Prompt 1
Answer these questions about the spaCy excerpt:
(a) Which open-source NLP library is used to extract companies' names from headlines?
(b) What command for downloading the model appears in a code comment?
(c) According to the code comment, what is en_core_web_sm for?
Prompt 2
Reproduce everything in the spaCy excerpt from "To extract companies'" down to "how it works.".
Prompt 3
Shorten the paragraph of the spaCy excerpt that begins "To extract companies' names" and keep its main facts.

Passage provided
+===+

To extract companies' names from headlines, the works with an open-source NLP library, spaCy. The en_core_web_sm should be able to detect not only organizations in any text. In the following chunks of code, we demonstrate how it works.

In [8]:
# python -m spacy download en_core_web_sm
nlp = spacy.load("en_core_web_sm") # en_core_web_sm - basic NLP task (to process extracted text data)

In [20]:
processed_hline = nlp(TY[3].text) #Get first headline
print(TY[3])

+===+

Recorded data
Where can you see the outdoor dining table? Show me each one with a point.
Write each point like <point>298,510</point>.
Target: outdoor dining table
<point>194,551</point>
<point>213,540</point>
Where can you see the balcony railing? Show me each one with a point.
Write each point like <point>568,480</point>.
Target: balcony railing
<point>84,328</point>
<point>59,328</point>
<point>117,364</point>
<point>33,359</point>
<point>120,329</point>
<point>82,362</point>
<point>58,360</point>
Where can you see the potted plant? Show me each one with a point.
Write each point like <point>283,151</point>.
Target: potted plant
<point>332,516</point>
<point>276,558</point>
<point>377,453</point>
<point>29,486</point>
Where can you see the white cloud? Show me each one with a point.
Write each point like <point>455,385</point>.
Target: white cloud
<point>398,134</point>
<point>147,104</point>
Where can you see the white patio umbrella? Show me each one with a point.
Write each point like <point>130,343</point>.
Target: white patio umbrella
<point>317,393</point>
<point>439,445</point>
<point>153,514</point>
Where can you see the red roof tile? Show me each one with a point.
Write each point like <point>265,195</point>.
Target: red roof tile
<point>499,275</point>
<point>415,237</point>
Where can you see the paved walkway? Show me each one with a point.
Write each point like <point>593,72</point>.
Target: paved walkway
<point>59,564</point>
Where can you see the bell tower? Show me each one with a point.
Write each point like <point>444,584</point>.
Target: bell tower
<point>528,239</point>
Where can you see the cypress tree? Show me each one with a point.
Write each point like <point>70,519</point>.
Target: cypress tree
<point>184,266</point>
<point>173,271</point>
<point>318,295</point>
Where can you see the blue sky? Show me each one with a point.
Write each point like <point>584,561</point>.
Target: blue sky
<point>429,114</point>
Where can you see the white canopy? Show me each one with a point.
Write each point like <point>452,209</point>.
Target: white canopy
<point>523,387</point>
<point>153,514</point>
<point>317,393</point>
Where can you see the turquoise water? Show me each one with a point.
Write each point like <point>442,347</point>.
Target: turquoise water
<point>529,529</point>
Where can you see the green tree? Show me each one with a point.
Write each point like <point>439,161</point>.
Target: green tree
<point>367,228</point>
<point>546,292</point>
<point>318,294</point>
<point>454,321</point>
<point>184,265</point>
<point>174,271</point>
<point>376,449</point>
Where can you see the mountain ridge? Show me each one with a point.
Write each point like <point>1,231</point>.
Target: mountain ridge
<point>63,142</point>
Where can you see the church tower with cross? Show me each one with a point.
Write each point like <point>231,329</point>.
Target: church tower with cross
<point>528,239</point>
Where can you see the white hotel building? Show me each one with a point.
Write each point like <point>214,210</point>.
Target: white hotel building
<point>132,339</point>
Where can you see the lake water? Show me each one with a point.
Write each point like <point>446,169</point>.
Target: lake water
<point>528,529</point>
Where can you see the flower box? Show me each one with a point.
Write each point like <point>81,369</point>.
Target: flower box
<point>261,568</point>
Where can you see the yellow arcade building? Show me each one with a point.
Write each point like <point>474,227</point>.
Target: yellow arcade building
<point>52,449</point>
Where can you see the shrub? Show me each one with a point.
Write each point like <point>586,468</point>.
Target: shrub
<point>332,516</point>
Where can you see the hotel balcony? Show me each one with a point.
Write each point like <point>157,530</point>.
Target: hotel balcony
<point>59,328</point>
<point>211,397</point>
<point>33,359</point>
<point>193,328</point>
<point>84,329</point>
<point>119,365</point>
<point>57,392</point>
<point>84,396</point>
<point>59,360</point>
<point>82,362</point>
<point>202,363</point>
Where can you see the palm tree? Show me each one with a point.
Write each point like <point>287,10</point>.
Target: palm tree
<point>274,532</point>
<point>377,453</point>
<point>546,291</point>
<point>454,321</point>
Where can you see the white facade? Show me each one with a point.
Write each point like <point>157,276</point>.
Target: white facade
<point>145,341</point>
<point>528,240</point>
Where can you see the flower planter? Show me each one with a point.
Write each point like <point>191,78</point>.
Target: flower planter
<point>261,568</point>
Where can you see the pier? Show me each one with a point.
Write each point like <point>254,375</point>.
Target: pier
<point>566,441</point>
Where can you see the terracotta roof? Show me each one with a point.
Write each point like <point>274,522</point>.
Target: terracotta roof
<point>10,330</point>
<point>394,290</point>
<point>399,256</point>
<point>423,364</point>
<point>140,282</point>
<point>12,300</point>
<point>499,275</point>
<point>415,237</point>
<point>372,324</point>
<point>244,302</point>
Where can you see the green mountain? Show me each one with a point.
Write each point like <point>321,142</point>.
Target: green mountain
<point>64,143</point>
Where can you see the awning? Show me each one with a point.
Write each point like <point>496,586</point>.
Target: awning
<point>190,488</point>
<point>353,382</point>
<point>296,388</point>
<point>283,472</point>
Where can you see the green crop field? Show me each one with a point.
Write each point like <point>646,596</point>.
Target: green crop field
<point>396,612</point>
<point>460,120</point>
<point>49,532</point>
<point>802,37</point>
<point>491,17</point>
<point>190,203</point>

+===+

Task result 1
(a) spaCy
(b) python -m spacy download en_core_web_sm
(c) A basic NLP task, to process extracted text data.

Task result 2
To extract companies' names from headlines, the works with an open-source NLP library, spaCy. The en_core_web_sm should be able to detect not only organizations in any text. In the following chunks of code, we demonstrate how it works.

Task result 3
Companies' names are extracted from headlines with spaCy, an open-source NLP library. Its en_core_web_sm model can detect organizations and other things in any text, as the following code shows.